• **Brief 1**
In the text about Feynman's van, swap "Smithsonian Institution" for "national museum" and write out the passage from "The petition urges" to "the age of 69." with that change.
• **Brief 2**
Pull out every row that contains the string "ground" and copy each one in full. Case counts.

• **Source document**
------------------------------------------------------------------------

The van, Blackley wrote, “has served as a continuing reminder of the unique genius and invaluable contributions of a great American mind. This vehicle is a rare example of an object that, at a glance, captures the spirit of a great scientist, that can inspire visitors to learn about the person and the story behind it, and that does all of this in a uniquely American and whimsical way.”

The petition urges the director of the Smithsonian Institution and President Obama to accept “Feynman’s Van” into the Smithsonian Institution’s collection so it may continue to inspire the next generation of scientific pioneers.

Feynman and his wife, Gweneth Howarth, bought the van in 1975. They had it painted with the symbols that Feynman had invented. Feynman died in 1988 at the age of 69.

“My dad was pretty low-key about himself,” Michelle Feynman, told Symmetry magazine. “I think decorating the van was more to celebrate the diagrams than to celebrate himself.”

They traveled in the van to Canada, Mexico, and lots of camp sites around the country. Eventually, film producer Ralph Leighton, Feynman’s one-time drumming partner, bought the van for $1 from Gweneth Feynman and put it into storage.

------------------------------------------------------------------------

• **Listing**
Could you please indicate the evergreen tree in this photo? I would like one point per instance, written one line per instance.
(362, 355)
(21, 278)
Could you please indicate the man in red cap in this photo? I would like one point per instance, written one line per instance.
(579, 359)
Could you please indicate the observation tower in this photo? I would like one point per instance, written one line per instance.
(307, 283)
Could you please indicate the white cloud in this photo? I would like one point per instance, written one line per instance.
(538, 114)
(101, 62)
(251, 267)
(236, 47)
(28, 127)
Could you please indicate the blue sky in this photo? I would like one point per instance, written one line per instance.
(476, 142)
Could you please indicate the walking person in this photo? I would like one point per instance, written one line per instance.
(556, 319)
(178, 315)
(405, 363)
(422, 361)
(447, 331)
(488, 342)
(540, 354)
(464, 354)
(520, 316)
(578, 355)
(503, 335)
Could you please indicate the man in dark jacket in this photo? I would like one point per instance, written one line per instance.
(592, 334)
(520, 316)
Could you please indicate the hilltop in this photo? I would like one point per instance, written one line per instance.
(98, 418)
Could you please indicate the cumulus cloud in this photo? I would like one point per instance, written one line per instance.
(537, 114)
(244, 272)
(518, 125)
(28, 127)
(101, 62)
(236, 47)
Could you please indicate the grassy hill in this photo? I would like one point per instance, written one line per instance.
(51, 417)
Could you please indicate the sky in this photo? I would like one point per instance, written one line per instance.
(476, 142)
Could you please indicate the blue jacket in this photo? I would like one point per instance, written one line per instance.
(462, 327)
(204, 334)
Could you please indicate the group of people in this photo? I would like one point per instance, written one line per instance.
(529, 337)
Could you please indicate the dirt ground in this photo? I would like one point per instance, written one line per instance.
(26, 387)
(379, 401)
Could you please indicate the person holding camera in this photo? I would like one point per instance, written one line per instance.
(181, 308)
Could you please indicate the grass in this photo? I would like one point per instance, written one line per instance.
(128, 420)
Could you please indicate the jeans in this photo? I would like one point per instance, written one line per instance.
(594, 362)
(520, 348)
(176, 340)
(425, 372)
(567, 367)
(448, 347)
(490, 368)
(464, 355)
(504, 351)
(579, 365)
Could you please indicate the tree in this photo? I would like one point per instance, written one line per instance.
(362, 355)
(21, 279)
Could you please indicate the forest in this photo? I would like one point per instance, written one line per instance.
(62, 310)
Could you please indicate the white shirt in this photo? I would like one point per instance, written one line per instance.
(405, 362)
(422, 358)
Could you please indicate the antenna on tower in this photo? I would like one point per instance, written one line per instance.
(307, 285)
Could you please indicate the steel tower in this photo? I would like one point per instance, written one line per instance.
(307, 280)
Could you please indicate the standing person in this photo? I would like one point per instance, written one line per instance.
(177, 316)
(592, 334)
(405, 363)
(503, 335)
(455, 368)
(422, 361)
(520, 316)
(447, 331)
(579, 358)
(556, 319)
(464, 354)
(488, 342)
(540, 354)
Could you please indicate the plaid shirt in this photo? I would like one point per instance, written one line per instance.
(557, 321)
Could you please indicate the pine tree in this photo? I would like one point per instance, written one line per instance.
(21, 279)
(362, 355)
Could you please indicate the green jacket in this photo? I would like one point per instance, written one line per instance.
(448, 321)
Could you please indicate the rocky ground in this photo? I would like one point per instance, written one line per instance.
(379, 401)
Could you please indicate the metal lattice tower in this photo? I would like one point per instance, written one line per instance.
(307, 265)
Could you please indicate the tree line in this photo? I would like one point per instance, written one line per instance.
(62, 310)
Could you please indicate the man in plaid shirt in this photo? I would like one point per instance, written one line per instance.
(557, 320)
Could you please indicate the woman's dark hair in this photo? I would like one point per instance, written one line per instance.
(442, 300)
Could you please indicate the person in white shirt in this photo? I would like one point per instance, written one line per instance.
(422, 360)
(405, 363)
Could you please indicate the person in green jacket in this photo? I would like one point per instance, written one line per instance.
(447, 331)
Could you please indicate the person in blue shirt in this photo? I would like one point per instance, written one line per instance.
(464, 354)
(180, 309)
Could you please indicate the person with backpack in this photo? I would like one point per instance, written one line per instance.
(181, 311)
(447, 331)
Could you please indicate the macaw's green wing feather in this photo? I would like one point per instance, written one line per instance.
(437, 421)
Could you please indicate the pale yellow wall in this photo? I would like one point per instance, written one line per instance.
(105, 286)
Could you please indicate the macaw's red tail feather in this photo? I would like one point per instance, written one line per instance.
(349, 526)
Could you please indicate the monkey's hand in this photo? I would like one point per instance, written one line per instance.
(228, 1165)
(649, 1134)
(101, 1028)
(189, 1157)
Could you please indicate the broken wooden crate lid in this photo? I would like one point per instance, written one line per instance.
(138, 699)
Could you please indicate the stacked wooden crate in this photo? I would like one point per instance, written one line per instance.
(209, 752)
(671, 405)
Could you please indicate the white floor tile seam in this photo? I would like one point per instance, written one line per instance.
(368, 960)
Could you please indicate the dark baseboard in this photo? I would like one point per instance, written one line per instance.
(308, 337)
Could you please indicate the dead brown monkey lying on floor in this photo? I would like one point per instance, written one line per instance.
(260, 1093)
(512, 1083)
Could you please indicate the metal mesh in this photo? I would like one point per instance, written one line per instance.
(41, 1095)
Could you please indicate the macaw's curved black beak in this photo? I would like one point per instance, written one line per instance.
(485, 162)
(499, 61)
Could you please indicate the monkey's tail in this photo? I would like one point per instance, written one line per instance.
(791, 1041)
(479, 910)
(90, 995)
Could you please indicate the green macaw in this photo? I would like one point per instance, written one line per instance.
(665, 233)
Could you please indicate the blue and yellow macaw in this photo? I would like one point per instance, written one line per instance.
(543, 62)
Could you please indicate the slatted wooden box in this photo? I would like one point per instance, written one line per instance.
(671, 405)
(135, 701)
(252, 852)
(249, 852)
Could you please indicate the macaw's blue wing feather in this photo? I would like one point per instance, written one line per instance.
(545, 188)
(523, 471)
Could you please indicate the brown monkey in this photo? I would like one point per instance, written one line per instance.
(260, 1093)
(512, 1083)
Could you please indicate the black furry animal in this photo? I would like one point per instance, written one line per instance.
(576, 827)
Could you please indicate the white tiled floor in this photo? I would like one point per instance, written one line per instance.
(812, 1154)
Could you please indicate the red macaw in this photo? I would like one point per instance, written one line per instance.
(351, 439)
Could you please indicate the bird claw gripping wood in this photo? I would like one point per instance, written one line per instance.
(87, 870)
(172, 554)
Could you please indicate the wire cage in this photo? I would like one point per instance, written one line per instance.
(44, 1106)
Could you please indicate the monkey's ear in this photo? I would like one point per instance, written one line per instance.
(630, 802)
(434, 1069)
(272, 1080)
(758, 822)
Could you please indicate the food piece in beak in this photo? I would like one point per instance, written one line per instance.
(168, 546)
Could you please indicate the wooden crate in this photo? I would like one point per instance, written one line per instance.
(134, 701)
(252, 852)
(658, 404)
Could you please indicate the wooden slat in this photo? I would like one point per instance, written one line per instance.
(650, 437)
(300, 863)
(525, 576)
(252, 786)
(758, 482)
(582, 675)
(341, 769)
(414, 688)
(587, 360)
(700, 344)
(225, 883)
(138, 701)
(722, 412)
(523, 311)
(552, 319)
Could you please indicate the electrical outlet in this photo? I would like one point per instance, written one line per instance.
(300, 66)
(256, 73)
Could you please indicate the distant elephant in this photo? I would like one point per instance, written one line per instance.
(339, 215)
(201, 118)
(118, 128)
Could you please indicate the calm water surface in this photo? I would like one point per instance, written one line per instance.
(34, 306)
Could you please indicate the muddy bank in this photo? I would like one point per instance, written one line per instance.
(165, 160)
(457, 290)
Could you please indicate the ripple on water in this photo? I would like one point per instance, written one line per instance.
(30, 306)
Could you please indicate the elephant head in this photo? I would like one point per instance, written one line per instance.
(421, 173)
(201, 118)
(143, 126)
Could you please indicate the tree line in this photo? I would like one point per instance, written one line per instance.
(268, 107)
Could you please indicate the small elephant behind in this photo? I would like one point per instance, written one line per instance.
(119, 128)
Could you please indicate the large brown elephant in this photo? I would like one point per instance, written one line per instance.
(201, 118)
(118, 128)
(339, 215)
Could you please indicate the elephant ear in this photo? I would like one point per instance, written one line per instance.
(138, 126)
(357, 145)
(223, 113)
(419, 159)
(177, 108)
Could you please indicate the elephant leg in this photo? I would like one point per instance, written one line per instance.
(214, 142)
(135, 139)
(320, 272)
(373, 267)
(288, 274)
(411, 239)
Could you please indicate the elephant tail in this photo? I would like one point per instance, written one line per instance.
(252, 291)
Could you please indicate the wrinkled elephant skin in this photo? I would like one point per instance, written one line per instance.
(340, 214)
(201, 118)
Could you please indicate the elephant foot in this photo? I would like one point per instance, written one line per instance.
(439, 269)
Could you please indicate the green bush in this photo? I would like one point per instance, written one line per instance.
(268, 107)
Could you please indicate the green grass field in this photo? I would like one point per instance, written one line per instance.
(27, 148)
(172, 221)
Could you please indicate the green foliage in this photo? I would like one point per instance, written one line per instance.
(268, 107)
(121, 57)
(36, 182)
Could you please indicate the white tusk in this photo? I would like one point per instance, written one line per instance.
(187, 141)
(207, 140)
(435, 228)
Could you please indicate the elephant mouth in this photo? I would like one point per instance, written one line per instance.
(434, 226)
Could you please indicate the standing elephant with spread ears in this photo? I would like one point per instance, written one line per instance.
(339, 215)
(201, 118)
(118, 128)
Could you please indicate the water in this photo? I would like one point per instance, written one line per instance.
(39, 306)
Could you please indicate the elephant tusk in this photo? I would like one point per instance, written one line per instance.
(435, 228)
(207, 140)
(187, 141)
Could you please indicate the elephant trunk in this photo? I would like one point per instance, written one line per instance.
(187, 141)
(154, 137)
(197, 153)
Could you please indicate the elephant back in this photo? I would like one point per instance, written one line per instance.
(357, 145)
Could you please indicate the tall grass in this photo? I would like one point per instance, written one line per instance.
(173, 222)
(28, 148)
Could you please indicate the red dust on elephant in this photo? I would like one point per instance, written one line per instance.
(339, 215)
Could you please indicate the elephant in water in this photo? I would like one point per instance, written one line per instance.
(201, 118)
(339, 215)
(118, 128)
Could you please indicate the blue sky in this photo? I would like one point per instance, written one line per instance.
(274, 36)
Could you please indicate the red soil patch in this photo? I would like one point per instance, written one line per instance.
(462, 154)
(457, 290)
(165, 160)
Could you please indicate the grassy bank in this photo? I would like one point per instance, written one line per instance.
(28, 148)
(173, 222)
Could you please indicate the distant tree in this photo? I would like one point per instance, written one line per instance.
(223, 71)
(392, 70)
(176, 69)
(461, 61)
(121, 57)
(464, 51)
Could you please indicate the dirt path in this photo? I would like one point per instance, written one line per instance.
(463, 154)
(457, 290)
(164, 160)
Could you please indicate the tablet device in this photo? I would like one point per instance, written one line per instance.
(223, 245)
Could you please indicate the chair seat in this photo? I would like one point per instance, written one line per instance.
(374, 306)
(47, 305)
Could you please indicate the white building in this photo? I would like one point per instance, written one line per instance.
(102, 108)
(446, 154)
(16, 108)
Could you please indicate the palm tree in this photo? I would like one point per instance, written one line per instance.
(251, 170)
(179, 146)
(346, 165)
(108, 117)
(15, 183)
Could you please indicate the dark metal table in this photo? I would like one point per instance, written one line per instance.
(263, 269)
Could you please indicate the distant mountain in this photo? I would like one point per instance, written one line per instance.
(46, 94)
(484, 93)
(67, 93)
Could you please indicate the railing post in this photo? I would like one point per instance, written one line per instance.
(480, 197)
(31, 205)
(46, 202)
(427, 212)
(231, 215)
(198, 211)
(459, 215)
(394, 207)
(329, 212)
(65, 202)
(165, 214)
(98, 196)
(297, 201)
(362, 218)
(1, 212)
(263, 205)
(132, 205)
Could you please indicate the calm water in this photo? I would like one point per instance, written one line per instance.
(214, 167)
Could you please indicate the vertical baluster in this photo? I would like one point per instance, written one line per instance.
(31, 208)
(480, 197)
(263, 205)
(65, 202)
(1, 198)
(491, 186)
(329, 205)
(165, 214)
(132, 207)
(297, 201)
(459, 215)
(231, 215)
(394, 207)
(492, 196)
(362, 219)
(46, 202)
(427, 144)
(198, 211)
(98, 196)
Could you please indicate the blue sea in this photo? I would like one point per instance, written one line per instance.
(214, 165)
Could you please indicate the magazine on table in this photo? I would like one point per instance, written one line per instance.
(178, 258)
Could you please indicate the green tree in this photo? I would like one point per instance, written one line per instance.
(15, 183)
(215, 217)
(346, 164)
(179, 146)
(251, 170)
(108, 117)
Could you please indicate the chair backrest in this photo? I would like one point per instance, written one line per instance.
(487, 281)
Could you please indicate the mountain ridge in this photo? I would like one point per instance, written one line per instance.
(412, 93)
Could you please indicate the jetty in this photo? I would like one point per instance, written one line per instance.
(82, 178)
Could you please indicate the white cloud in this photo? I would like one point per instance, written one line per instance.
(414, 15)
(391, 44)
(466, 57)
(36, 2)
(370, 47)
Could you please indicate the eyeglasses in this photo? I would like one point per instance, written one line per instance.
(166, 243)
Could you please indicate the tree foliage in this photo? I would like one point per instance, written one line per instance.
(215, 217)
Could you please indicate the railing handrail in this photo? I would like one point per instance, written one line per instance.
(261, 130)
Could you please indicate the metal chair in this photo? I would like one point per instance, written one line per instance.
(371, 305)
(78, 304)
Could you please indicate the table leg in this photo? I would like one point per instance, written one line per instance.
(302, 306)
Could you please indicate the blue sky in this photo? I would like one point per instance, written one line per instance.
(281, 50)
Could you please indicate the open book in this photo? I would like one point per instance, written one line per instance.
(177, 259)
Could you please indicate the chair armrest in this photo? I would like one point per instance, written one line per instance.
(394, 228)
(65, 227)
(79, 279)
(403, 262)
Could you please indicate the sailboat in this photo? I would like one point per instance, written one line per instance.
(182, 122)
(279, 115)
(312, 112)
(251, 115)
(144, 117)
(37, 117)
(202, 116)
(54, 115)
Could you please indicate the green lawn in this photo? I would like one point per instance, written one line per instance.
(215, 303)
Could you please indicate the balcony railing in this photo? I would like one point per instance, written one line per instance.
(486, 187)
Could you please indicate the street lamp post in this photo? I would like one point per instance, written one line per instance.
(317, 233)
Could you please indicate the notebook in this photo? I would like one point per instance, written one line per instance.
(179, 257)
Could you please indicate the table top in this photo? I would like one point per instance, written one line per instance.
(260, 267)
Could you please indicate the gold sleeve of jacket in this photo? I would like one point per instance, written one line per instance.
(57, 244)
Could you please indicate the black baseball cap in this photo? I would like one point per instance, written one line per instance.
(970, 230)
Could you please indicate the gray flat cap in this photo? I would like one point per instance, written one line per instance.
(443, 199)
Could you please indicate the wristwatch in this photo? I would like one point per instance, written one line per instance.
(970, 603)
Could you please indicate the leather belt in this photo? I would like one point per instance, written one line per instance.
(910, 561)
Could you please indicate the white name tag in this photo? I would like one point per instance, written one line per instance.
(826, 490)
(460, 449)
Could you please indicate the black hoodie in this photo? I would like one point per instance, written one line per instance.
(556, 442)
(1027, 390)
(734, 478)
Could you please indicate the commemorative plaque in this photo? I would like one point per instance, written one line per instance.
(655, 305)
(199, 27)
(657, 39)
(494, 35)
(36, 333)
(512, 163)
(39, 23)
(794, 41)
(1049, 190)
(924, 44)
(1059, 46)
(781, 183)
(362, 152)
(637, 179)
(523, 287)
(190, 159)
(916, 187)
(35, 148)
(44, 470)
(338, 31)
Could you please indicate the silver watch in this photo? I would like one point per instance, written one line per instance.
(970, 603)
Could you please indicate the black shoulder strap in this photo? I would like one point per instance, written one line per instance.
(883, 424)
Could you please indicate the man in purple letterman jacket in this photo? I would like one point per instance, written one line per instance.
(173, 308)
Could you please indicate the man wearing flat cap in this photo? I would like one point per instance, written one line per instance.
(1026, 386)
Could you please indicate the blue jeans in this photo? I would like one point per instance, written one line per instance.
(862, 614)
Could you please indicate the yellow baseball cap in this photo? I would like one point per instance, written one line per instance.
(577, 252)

------------------------------------------------------------------------

• **Written response 1**
The petition urges the director of the national museum and President Obama to accept “Feynman’s Van” into the national museum’s collection so it may continue to inspire the next generation of scientific pioneers.

Feynman and his wife, Gweneth Howarth, bought the van in 1975. They had it painted with the symbols that Feynman had invented. Feynman died in 1988 at the age of 69.

• **Written response 2**
Could you please indicate the dirt ground in this photo? I would like one point per instance, written one line per instance.
Could you please indicate the rocky ground in this photo? I would like one point per instance, written one line per instance.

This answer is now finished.